**Available data**
• • • •

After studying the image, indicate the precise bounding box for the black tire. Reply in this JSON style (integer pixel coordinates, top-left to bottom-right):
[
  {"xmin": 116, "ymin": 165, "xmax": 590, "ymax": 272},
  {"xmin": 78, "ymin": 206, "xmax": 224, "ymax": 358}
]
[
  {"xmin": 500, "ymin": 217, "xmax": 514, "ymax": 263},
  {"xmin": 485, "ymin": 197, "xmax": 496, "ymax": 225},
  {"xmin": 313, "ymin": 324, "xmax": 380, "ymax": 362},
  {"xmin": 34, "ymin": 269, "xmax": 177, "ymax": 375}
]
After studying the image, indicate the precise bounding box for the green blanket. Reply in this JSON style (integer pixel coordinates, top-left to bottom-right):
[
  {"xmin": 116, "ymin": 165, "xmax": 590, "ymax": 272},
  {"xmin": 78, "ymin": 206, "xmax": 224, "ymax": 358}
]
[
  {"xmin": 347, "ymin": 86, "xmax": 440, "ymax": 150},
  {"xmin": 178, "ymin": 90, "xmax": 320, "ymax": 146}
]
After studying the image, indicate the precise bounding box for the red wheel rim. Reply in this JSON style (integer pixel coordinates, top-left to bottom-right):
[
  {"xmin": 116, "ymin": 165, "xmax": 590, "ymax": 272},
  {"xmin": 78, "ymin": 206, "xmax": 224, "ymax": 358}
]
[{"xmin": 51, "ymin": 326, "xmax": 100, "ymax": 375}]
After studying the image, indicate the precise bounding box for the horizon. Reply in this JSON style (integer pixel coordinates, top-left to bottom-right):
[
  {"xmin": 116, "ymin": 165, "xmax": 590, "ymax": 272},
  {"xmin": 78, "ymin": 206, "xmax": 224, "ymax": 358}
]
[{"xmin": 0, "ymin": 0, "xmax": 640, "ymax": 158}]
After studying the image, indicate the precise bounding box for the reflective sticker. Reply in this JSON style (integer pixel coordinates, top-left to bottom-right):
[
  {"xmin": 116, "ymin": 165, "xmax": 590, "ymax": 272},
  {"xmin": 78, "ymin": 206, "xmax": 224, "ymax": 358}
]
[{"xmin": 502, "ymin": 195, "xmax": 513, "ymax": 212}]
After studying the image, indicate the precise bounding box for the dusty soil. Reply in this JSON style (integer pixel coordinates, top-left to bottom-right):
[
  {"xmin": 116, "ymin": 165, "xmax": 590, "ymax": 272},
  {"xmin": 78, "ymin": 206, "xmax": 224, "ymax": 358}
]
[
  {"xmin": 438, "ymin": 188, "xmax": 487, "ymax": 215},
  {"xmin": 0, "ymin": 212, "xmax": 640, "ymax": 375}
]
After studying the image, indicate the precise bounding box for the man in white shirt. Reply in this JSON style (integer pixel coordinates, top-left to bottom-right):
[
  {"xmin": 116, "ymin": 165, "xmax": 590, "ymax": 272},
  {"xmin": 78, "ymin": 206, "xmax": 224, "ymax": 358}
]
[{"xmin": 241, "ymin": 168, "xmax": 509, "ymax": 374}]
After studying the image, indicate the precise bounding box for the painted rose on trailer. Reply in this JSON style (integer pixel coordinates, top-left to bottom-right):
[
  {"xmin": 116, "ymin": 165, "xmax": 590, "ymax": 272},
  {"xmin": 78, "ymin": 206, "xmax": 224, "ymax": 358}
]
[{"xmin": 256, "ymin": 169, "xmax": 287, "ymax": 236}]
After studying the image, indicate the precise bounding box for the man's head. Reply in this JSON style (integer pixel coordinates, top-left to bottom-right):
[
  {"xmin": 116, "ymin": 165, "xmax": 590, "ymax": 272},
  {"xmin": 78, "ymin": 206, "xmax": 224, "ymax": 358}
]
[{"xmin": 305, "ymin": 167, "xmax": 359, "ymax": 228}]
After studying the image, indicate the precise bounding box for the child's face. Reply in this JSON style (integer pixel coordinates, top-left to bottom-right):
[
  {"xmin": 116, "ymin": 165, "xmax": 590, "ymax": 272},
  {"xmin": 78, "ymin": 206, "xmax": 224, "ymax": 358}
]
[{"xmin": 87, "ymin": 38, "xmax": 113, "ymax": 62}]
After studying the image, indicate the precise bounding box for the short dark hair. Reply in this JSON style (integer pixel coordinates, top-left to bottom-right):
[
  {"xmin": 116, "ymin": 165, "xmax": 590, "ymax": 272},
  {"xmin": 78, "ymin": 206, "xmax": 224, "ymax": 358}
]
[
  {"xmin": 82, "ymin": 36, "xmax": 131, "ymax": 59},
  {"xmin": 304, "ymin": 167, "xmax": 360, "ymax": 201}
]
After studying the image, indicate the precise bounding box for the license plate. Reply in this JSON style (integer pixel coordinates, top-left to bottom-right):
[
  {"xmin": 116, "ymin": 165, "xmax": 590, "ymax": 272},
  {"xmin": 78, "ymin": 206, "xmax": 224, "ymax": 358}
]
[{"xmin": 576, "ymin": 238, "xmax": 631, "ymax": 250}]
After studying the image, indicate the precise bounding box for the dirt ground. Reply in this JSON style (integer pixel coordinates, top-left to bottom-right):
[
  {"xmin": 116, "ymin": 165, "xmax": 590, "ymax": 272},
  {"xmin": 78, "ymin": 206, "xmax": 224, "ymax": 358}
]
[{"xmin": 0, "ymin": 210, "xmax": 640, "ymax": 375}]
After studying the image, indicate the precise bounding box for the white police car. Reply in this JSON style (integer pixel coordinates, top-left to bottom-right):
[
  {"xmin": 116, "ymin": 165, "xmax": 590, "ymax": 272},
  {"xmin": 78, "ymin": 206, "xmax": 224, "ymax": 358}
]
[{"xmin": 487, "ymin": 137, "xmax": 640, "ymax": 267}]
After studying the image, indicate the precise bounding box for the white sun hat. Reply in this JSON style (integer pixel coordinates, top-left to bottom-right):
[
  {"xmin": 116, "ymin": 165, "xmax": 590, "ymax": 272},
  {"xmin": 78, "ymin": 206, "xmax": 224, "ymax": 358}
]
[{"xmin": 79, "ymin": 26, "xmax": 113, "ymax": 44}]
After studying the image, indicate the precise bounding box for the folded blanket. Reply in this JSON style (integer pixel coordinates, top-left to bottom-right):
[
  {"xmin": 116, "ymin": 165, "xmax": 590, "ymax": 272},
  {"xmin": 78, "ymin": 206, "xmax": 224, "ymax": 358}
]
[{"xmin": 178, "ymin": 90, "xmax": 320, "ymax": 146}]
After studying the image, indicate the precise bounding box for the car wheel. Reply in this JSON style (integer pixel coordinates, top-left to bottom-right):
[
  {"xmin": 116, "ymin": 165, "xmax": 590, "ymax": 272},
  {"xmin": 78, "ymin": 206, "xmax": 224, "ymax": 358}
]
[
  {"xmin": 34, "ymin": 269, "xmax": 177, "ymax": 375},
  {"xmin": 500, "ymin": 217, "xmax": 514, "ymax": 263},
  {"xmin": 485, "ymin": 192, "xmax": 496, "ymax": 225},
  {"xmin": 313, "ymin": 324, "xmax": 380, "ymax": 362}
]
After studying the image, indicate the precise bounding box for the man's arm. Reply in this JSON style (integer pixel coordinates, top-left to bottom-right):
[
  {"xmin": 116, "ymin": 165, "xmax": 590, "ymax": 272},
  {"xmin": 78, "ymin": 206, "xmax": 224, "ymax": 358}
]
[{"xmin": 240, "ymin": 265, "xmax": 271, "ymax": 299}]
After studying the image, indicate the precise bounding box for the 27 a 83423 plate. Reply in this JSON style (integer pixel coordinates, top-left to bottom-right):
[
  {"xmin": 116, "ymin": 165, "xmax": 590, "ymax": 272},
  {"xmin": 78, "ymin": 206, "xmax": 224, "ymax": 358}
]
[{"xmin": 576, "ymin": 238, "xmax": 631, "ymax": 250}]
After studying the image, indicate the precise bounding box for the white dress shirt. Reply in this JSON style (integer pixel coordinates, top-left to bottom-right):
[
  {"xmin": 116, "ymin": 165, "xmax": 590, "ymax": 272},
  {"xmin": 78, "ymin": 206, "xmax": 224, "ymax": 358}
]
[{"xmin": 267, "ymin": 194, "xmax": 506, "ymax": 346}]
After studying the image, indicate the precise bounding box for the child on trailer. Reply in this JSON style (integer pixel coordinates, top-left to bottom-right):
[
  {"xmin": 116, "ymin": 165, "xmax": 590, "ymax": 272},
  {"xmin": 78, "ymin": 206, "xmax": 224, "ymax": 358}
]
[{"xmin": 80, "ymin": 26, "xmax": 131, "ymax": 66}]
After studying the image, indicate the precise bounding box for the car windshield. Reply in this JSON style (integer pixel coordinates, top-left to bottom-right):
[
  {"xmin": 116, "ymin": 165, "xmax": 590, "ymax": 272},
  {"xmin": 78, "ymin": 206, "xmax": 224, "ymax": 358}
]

• • • •

**The problem**
Pull out every line in the items above that contains the string "child", with case counting in the match.

**The solution**
After studying the image, indicate the precise bounding box for the child's face. Reply in this JSON style (integer pixel coordinates, top-left to bottom-right):
After studying the image, indicate the precise bounding box for the child on trailer. Reply in this JSON style (integer pixel coordinates, top-left to bottom-right):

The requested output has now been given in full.